Saved entries:

----

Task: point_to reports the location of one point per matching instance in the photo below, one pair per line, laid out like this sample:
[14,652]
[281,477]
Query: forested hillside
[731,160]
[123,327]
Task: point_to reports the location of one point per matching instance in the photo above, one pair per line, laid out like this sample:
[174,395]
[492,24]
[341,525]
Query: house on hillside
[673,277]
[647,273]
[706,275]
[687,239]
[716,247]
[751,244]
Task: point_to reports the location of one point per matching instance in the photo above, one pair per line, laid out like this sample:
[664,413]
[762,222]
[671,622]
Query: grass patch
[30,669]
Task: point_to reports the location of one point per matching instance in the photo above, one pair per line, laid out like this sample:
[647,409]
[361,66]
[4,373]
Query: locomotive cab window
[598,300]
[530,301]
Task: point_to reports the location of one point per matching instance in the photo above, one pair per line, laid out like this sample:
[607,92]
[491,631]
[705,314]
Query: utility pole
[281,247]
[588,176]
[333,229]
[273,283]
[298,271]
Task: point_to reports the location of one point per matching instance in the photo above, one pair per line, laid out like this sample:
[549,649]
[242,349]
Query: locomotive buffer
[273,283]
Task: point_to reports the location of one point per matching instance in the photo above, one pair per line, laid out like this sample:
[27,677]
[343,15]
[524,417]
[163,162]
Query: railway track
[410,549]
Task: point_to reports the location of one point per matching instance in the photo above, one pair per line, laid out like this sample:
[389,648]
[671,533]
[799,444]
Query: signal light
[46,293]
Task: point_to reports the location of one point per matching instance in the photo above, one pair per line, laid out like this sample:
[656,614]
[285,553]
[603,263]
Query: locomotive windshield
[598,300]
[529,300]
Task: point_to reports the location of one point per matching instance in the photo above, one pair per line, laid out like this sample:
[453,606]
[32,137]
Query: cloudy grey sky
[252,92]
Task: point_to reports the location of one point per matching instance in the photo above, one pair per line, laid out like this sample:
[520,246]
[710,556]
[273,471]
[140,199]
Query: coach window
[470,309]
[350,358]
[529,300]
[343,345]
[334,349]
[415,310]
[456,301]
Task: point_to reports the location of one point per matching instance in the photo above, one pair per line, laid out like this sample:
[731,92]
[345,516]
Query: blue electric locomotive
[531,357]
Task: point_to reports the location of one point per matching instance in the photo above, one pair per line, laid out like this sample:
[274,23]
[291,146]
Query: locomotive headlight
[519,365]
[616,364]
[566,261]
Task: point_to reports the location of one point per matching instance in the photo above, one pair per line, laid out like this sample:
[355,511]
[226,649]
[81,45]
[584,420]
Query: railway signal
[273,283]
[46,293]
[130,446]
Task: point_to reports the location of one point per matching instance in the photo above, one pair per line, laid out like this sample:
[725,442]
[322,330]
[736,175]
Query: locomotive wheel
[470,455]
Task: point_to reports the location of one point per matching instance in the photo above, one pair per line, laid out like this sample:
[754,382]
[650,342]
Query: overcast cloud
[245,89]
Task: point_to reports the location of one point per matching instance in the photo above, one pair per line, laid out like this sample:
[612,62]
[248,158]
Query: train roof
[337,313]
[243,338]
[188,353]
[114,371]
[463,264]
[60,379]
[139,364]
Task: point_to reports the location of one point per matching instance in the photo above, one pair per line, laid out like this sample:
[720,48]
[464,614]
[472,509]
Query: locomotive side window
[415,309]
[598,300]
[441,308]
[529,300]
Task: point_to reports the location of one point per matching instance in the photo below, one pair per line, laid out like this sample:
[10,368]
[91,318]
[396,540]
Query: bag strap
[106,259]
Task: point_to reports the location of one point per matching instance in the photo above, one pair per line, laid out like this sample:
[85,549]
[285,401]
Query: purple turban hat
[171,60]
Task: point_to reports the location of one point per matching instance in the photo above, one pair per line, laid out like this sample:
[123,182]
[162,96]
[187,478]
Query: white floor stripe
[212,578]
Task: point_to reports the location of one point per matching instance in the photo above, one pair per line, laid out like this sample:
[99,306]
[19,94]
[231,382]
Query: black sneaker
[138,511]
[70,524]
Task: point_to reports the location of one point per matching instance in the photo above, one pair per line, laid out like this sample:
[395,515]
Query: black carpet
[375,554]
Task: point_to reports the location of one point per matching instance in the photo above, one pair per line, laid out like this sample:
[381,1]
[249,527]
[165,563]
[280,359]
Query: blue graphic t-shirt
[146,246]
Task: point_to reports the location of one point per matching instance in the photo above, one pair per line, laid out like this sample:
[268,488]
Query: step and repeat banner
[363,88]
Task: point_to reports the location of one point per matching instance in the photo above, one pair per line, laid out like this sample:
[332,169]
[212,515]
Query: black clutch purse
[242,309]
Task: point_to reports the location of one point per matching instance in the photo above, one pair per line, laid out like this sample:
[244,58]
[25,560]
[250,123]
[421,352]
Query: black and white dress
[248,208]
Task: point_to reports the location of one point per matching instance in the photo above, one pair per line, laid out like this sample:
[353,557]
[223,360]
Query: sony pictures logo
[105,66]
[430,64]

----

Each of the records should be written out precisely as given.

SOLVED PROBLEM:
Task: point_to reports the location of one point per matching instance in the photo below, one pair per line, laid out like this sample:
[14,652]
[281,477]
Query: forested hillside
[731,160]
[123,327]
Task: point_to reports the location of one point per matching instance in the photo above, one pair per line, laid out like this sample:
[174,395]
[492,24]
[341,525]
Query: house on hillside
[673,277]
[647,273]
[706,275]
[687,239]
[716,247]
[751,244]
Task: point_to reports the location of one point per matching instance in the photo above, one pair per line, laid out like this sample:
[664,413]
[762,222]
[671,622]
Query: grass patch
[30,669]
Task: point_to reports the location of one point per matching instance in the photo above, one pair per line, laid out like this sample:
[647,409]
[361,66]
[4,373]
Query: locomotive cab window
[598,300]
[530,301]
Task: point_to reports the location of one point per matching instance in the photo above, one pair per line, laid out like this sample:
[607,92]
[491,631]
[705,314]
Query: utility pole
[281,247]
[588,176]
[333,229]
[273,283]
[298,271]
Task: point_to reports the location of one point per matching instance in the photo above, one pair per line, laid out like this sample:
[549,649]
[242,349]
Query: locomotive buffer
[273,283]
Task: point_to reports the location of one point per matching instance in the photo above, one pair per line, laid out like this sample:
[27,677]
[343,15]
[524,417]
[163,162]
Query: railway track
[410,549]
Task: point_to reports the location of one point per matching instance in the photo above, one pair per line, laid out like this sample:
[389,648]
[671,533]
[799,444]
Query: signal light
[46,293]
Task: point_to reports the location of one point per matching instance in the photo above, one pair per line, laid out like this sample:
[656,614]
[285,553]
[603,263]
Query: locomotive windshield
[598,300]
[529,300]
Task: point_to reports the location of one point per matching instance in the photo above, one pair per line, laid out like this sample:
[453,606]
[32,137]
Query: cloudy grey sky
[252,92]
Task: point_to reports the location of one point per matching instance in the photo above, one pair per line, laid out like this sample:
[520,246]
[710,556]
[273,471]
[140,199]
Query: coach window
[470,309]
[350,358]
[529,300]
[343,345]
[334,349]
[415,310]
[456,301]
Task: point_to reports the location of one point per matching instance in the photo above, one pair per line, laid out like this sample:
[731,92]
[345,516]
Query: blue electric locomotive
[531,357]
Task: point_to reports the location of one point per matching instance in the photo above, one pair per line, laid out like this sample:
[274,23]
[291,146]
Query: locomotive headlight
[519,365]
[616,364]
[566,261]
Task: point_to reports the location of one point per matching instance in the photo above, one pair per line, laid out like this sample:
[355,511]
[226,649]
[81,45]
[584,420]
Query: railway signal
[273,283]
[46,293]
[130,446]
Task: point_to reports the location of one point per matching instance in the photo above, one pair per line, laid out like this sample:
[725,442]
[322,330]
[736,175]
Query: locomotive wheel
[470,455]
Task: point_to reports the location of one point per matching instance in the photo above, one pair per line, laid out like this sample:
[754,382]
[650,342]
Query: overcast cloud
[245,89]
Task: point_to reports the location of one point per matching instance in the photo above, one pair per line, laid out like this sample:
[612,62]
[248,158]
Query: train roof
[337,313]
[243,338]
[188,353]
[114,371]
[463,264]
[60,379]
[139,364]
Task: point_to reports the location of one point per matching instance in the photo above, one pair per line, laid out like this sample:
[720,48]
[464,614]
[472,509]
Query: locomotive side window
[415,309]
[598,300]
[441,308]
[529,300]
Task: point_to reports the location of one point per matching instance in the photo below, one pair per line, laid out like this sample:
[10,368]
[91,318]
[396,540]
Query: bag strap
[106,259]
Task: point_to reports the location of one point per matching instance in the photo above, one pair per line, laid out like this sample:
[85,549]
[285,401]
Query: purple turban hat
[171,60]
Task: point_to reports the location of one point per matching instance in the photo above, one pair per line, laid out like this sample:
[123,182]
[162,96]
[187,478]
Query: white floor stripe
[212,578]
Task: point_to reports the location of one point per matching instance in the photo above, one pair per line, laid out like this sample:
[99,306]
[19,94]
[231,382]
Query: black sneaker
[138,511]
[70,524]
Task: point_to reports the location of one point per matching instance in the photo above, one pair per line, laid out like this sample:
[395,515]
Query: black carpet
[375,554]
Task: point_to reports the location of one point per matching instance in the photo above, one pair per line, laid out like this sample:
[381,1]
[249,527]
[165,563]
[280,359]
Query: blue graphic t-shirt
[146,246]
Task: point_to reports the location of one point per matching instance in the photo above, one pair per line, laid out like this sample:
[268,488]
Query: step and repeat banner
[363,88]
Task: point_to reports the location of one point per matching instance in the photo above, one pair per line, laid out like this sample:
[332,169]
[212,515]
Query: black clutch purse
[242,309]
Task: point_to reports the location of one point per matching instance in the photo above, one pair per line, laid out like this sample:
[244,58]
[25,560]
[250,123]
[421,352]
Query: black and white dress
[248,208]
Task: point_to reports the location of one point per matching instance in the photo above, one pair per line, laid out like this sample:
[353,557]
[223,360]
Query: sony pictures logo
[105,66]
[430,64]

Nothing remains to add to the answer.